— Begin —

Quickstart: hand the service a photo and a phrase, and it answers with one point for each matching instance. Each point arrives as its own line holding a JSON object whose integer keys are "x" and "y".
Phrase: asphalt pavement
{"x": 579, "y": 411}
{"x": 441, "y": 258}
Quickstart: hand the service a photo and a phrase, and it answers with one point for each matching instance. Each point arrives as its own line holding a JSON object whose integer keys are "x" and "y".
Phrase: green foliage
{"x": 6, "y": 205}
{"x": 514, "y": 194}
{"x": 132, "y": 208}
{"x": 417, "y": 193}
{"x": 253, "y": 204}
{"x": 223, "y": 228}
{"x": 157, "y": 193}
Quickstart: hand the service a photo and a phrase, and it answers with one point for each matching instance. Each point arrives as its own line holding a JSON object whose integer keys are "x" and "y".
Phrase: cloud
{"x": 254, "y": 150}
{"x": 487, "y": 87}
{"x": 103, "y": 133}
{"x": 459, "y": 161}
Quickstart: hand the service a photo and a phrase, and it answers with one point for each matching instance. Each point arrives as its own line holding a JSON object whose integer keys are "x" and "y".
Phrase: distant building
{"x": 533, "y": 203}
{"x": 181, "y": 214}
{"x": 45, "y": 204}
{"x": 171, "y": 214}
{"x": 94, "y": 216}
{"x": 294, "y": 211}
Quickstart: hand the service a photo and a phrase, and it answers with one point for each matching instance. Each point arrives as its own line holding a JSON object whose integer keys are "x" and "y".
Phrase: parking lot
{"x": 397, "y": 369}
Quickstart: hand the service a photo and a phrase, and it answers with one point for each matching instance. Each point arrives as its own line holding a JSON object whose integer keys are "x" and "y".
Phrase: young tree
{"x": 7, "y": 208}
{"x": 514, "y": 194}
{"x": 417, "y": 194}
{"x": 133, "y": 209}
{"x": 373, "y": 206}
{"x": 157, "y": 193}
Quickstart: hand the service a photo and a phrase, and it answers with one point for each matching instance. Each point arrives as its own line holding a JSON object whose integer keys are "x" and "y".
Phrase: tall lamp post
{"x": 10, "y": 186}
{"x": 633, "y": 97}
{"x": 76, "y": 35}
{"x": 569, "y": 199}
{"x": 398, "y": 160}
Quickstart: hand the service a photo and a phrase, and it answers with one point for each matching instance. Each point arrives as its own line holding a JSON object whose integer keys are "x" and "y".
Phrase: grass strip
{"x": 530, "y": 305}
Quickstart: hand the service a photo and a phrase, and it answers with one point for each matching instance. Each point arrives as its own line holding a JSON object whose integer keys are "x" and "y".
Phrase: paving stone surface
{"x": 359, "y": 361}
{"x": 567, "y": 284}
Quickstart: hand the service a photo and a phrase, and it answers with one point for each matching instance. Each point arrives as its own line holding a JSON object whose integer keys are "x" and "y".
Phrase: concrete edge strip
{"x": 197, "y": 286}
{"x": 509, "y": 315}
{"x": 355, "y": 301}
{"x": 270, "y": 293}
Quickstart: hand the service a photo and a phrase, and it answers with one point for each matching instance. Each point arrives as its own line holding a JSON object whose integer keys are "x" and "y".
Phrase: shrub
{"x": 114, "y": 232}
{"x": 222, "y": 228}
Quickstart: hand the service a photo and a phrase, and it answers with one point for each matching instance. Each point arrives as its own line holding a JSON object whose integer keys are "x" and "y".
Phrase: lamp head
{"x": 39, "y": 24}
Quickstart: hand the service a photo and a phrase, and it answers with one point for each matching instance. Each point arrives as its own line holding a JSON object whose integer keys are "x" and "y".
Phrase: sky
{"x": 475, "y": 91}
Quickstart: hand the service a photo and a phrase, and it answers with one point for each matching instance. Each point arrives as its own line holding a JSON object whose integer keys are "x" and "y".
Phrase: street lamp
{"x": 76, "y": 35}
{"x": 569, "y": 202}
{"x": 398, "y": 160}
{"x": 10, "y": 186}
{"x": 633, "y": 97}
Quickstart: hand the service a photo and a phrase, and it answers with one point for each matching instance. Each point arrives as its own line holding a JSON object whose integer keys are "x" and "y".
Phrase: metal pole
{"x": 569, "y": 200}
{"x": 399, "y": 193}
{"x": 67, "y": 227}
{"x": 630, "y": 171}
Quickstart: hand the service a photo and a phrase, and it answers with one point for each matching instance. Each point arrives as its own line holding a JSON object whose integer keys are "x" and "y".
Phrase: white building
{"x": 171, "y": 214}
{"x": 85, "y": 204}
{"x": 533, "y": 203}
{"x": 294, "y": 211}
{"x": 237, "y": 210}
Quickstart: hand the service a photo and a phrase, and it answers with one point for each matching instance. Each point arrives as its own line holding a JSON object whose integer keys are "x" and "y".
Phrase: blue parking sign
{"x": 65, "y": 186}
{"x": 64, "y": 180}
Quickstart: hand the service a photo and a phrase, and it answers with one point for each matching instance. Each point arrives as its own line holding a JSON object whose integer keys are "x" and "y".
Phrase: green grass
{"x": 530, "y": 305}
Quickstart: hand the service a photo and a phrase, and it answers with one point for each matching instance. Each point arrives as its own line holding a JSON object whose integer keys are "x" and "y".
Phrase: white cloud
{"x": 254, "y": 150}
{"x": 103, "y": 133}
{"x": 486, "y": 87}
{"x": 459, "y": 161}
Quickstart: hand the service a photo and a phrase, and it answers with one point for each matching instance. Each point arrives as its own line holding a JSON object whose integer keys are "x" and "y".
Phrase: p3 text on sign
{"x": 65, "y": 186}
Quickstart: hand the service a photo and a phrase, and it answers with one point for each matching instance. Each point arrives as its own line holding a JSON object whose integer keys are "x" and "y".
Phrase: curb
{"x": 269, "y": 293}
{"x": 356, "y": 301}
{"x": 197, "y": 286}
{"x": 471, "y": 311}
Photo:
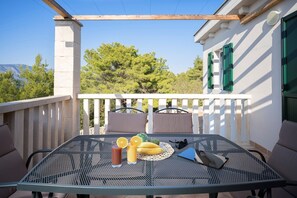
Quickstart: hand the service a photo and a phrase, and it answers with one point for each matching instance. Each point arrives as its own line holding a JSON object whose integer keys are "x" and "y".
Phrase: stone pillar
{"x": 67, "y": 72}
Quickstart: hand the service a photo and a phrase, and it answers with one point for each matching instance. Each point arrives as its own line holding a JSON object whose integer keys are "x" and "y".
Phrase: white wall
{"x": 257, "y": 70}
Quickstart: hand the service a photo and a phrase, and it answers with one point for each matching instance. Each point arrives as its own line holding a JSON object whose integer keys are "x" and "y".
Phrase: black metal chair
{"x": 283, "y": 159}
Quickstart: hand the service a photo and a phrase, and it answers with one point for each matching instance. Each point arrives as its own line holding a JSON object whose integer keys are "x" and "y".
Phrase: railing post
{"x": 206, "y": 116}
{"x": 195, "y": 116}
{"x": 150, "y": 115}
{"x": 86, "y": 116}
{"x": 96, "y": 116}
{"x": 1, "y": 118}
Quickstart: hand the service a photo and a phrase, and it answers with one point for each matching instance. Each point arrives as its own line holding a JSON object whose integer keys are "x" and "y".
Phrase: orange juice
{"x": 131, "y": 154}
{"x": 116, "y": 156}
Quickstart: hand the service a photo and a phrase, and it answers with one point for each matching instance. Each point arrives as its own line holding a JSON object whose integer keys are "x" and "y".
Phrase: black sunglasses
{"x": 180, "y": 144}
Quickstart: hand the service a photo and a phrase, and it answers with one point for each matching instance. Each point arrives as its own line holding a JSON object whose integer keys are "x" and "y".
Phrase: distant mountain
{"x": 15, "y": 68}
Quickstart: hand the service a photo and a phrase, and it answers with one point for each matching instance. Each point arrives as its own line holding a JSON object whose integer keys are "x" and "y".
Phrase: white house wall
{"x": 257, "y": 70}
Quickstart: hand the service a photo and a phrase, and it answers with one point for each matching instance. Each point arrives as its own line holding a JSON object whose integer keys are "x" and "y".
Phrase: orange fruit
{"x": 136, "y": 140}
{"x": 122, "y": 142}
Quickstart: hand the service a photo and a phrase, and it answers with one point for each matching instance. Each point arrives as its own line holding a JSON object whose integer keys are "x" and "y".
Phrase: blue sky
{"x": 27, "y": 29}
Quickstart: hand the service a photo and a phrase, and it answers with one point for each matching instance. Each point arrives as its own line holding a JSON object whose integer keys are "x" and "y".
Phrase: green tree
{"x": 191, "y": 80}
{"x": 38, "y": 82}
{"x": 8, "y": 87}
{"x": 115, "y": 68}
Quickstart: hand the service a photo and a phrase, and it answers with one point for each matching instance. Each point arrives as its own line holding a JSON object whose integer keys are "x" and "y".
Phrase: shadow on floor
{"x": 221, "y": 195}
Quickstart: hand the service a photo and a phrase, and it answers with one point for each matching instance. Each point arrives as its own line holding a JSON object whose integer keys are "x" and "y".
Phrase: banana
{"x": 150, "y": 151}
{"x": 148, "y": 145}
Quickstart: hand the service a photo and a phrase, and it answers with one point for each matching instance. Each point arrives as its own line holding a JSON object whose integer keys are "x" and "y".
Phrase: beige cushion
{"x": 283, "y": 160}
{"x": 126, "y": 122}
{"x": 172, "y": 123}
{"x": 12, "y": 166}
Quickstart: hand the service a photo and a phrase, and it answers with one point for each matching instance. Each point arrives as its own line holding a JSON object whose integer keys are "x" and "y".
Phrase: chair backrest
{"x": 12, "y": 166}
{"x": 283, "y": 158}
{"x": 126, "y": 122}
{"x": 179, "y": 122}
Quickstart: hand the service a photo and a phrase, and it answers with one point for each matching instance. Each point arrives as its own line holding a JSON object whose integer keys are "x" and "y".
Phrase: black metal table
{"x": 82, "y": 166}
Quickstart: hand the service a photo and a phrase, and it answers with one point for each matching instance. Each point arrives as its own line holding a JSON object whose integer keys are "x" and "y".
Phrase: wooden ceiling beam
{"x": 259, "y": 11}
{"x": 151, "y": 17}
{"x": 59, "y": 9}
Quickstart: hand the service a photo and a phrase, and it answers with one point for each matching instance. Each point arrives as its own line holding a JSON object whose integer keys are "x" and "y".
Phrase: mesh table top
{"x": 83, "y": 166}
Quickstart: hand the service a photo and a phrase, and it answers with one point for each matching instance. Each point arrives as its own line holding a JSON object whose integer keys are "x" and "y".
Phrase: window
{"x": 228, "y": 67}
{"x": 209, "y": 71}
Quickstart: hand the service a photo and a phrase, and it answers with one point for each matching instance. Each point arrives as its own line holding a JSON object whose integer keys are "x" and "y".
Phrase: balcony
{"x": 48, "y": 122}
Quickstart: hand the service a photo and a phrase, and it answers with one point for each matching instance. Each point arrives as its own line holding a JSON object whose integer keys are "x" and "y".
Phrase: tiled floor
{"x": 221, "y": 195}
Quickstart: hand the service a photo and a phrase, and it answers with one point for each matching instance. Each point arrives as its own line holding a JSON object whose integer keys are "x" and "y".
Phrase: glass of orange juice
{"x": 135, "y": 141}
{"x": 131, "y": 154}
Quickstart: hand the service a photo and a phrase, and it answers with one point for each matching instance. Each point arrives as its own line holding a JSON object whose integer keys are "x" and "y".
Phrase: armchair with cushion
{"x": 172, "y": 120}
{"x": 283, "y": 160}
{"x": 13, "y": 168}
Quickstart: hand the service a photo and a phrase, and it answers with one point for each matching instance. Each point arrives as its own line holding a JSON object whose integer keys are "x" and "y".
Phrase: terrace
{"x": 48, "y": 122}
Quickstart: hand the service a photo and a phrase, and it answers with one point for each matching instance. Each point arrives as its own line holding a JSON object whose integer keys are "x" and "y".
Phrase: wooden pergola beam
{"x": 59, "y": 9}
{"x": 259, "y": 11}
{"x": 151, "y": 17}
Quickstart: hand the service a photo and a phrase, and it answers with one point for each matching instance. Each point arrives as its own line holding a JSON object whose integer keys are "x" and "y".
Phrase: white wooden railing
{"x": 224, "y": 114}
{"x": 35, "y": 123}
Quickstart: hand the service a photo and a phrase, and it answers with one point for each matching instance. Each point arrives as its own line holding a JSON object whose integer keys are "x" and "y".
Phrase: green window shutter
{"x": 228, "y": 67}
{"x": 209, "y": 71}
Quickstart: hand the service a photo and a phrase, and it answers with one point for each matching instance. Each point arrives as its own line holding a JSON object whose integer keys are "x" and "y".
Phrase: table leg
{"x": 36, "y": 195}
{"x": 269, "y": 194}
{"x": 213, "y": 195}
{"x": 82, "y": 196}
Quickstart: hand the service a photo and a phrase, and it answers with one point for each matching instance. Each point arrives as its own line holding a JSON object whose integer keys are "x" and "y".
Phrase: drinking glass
{"x": 131, "y": 154}
{"x": 116, "y": 156}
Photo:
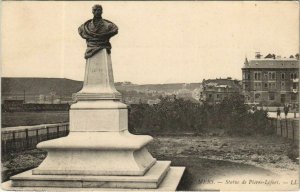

— End —

**Task statement**
Pull out every line in the material above that contains the string "floor", where case counts.

**Complete output**
Phrase: shadow on floor
Phrase: tiled floor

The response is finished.